**Written request**
Render the data below as a numbered list with one line per item, omitting blank lines and excluding the pictures.

**Supplied data**
---

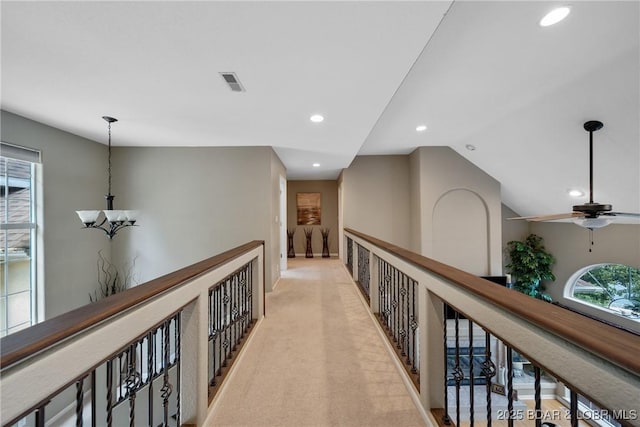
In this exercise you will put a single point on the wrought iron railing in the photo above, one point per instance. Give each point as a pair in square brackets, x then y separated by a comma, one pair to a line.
[398, 313]
[498, 354]
[133, 358]
[350, 255]
[363, 277]
[230, 303]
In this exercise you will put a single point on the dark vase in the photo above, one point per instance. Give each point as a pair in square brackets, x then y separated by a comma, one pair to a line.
[325, 242]
[308, 232]
[291, 253]
[325, 246]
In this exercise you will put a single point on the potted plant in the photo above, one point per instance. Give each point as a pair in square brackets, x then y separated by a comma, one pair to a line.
[530, 264]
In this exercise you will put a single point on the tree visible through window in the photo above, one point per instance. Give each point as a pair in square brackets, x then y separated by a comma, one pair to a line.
[612, 286]
[17, 243]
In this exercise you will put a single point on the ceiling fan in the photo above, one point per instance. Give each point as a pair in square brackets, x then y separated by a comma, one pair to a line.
[589, 215]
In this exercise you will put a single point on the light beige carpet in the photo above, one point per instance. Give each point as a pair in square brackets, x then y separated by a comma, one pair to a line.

---

**Exercise output**
1. In this exercise you will put a single point on the wrought iron railing in the photo above, one point per instance. Give each point as a pair in square brackets, x then y separated by a comma, one pair to a line.
2. [398, 313]
3. [498, 354]
4. [133, 358]
5. [350, 255]
6. [363, 277]
7. [230, 303]
8. In this exercise you will put a single point on the dark vase in the photo above, one point per instance. Give each point as a pair in square brackets, x then y separated by a comma, one pair to a line.
9. [325, 242]
10. [308, 232]
11. [291, 253]
12. [325, 246]
13. In this exercise you will put a single point on the potted plant in the photo above, one point per instance. Give each point as a pair in square brackets, x then y separated by a comma, one pair to a line.
14. [530, 264]
15. In this exercise you will put a single point on the tree visible through window in the photo above, one point per instance. Give each point as a pair in square brackets, x then y separated by a comma, one pair to a line.
16. [612, 286]
17. [17, 243]
18. In this exercise you will put a single point on the ceiling fan in the photo above, one point per instance. Give each point as a pair in square brackets, x then y separated by a comma, one pair to a line.
19. [589, 215]
20. In this exercise you will put a single point on the light beige carpet in the photo above, one point per instance. Give each point as a pair in square brackets, x then y separated by a comma, one pair to a line.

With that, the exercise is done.